Passage to read ::

————————

People who think it is great that the UKC has accepted the American Bully as a breed and want to talk trash about the ABKC because they'd rather believe what they read on the Internet rather than having actually experience for themselves. Usually if they have experienced it, it was only one time and a jankity show put on by a jankity show host.

Sent from Petguide.com Free App


----------



## reddoggy

I thought shows were for BBQing and gettin drunk at....


----------



## Just Tap Pits

Bullies in general


----------



## pitbullmamanatl

reddoggy said:


> I thought shows were for BBQing and gettin drunk at....


Things changed in 08-09 now it's conformation with rules, protocol etc..... 515 champions, 86 grand champions.... we had about 280 dogs registered to show at the event I did last week.... average is about 120-150 dogs at a show now, 3 to 4 shows in one day per event and about 3 events around the country every Saturday all year long.

Sent from Petguide.com Free App


----------



## pitbullmamanatl

Just Tap Pits said:


> Bullies in general


Yeah, yeah, yeah

Sent from Petguide.com Free App


----------



## reddoggy

Im just getting old I guess. All this new pitbull technology is confusing me


----------



## pitbullmamanatl

reddoggy said:


> Im just getting old I guess. All this new pitbull technology is confusing me


Pit bull technology? Lol

Sent from Petguide.com Free App


----------



## Beatrix Kiddo

omfg! If i have to sit and listen to my boss clip his nails in his office one more time, i'm gonna burn this place to the ground! I swear he does his hands AND feet. i can't take it!!! who does that?!?!?!


----------



## Just Tap Pits

Ole milton heres waitn for thw last straw then inotech is screwed...


----------



## TeamCourter

Ugh can't stand when people use words like DIS instead of THIS, is it that much harder to say or write the actual word?

Sent from Petguide.com Free App


----------



## Just Tap Pits

TeamCourter said:


> Ugh can't stand when people use words like DIS instead of THIS, is it that much harder to say or write the actual word?
> 
> Sent from Petguide.com Free App


http://www.gopitbull.com/pictures/124626-new-momma.html

You mean like "dis"?


----------



## TeamCourter

Just Tap Pits said:


> http://www.gopitbull.com/pictures/124626-new-momma.html
> 
> You mean like "dis"?


YES! I can't stand it! Ok if you're stupid, but don't make the poor dog look stupid too....I wrote a comment saying "oh no, I hope your dog doesn't pass her bad grammar along to her pups!" Lol. I erased it before I sent it though, figured it was a little too rude.

————————

Data section ::
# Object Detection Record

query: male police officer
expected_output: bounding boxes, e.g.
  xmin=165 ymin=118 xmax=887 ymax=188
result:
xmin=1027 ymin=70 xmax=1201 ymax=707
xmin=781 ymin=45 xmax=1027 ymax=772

————————

Parts of the exercise ::
a. Reproduce the dog forum thread from "People who think" up to and including "jankity show host.", keeping every character unchanged.
b. Write the next portion of the dog forum thread, beginning after its final post.

Answers in order ::
a.
People who think it is great that the UKC has accepted the American Bully as a breed and want to talk trash about the ABKC because they'd rather believe what they read on the Internet rather than having actually experience for themselves. Usually if they have experienced it, it was only one time and a jankity show put on by a jankity show host.

b.
Sent from Petguide.com Free App


----------



## Just Tap Pits

My opinion of rudes and others very greatly so I cant help ya there lol. I will say I wouldve laughed if I saw that...


----------



## TeamCourter

Oh and I'm about sick and tired of having to control other peoples dogs just because they think they can walk their dog off leash. It's always the same around here...Off leash dog runs over trying to fight mine, while I'm handling the situation the owners always run over saying "omg I'm so sorry, he/she has never done that before." I can't even count how many times I have heard that line! Or how many times I've seen the same dog walking off leash after that happens!

Sent from Petguide.com Free App


----------



## Beatrix Kiddo

Houston needs to pick a season already, Sunday it was 72 degrees in 12 hours it dropped 40 degrees and Sunday night it was in the high 20's. I better not get sick!


----------



## ames

Beatrix Kiddo said:


> omfg! If i have to sit and listen to my boss clip his nails in his office one more time, i'm gonna burn this place to the ground! I swear he does his hands AND feet. i can't take it!!! who does that?!?!?!


My coworker does and we sit in cubes. I told him he was gross and to go to the bathroom and he says "I'm over a trash barrel" who the hell cares do that shit on your own time nasty ass!!!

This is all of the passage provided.